### Written exercise
Write out the entries below word for word, from their beginning through the line that contains "[[781, 498]]", and leave the pictures out of your answer.

═══ Data shown ═══

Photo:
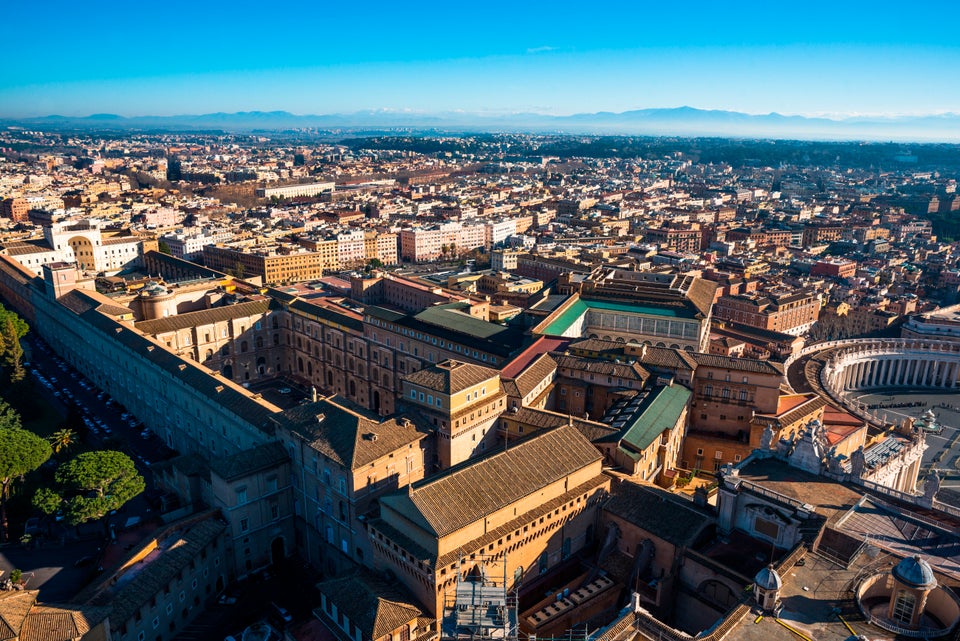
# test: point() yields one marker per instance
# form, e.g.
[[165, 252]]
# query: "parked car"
[[32, 526]]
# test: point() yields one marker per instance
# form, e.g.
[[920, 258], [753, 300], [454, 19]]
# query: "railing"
[[781, 498]]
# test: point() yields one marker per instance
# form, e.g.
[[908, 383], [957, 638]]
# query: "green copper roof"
[[563, 322], [662, 412]]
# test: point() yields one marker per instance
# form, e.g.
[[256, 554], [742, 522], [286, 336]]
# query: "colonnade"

═══

### Exercise solution
Photo:
# test: point() yields one marker per instance
# form, e.g.
[[165, 252]]
# query: "parked car"
[[32, 526]]
# test: point() yields one marker per instance
# form, e.g.
[[920, 258], [753, 300], [454, 19]]
# query: "railing"
[[781, 498]]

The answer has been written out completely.